-- BEGIN DATA PROVIDED --

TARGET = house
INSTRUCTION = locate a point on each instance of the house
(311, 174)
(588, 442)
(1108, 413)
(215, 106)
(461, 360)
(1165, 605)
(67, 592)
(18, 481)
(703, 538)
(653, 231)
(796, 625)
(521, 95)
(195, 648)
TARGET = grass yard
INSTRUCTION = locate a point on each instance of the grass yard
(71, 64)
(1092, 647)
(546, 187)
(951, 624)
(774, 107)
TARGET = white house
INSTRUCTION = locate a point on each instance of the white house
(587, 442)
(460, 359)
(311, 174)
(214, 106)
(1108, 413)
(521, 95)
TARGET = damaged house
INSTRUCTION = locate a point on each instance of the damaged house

-- END DATA PROVIDED --
-- BEGIN DATA PROVIDED --

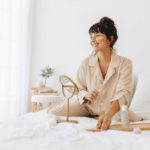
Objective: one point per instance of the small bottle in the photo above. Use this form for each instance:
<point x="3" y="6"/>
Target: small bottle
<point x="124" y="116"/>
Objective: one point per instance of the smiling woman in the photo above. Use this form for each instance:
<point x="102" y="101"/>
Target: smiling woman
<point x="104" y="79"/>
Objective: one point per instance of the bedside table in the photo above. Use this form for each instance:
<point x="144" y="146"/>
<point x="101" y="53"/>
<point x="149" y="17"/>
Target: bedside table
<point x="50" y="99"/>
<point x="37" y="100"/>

-- END DATA PROVIDED --
-- BEGIN DATA PROVIDED --

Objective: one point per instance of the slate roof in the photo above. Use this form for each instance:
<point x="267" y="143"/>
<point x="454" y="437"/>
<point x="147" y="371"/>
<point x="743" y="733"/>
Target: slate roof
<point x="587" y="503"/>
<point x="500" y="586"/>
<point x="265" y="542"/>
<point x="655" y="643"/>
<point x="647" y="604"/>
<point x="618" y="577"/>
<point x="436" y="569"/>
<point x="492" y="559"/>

-- END DATA PROVIDED --

Extract every line above that contains the word "smiling", copying each such line in full. Treat the match as case-sensitive.

▶ _RESPONSE TO THE TASK_:
Objective: one point per instance of the smiling woman in the photo above. Use this form for each instance:
Target: smiling woman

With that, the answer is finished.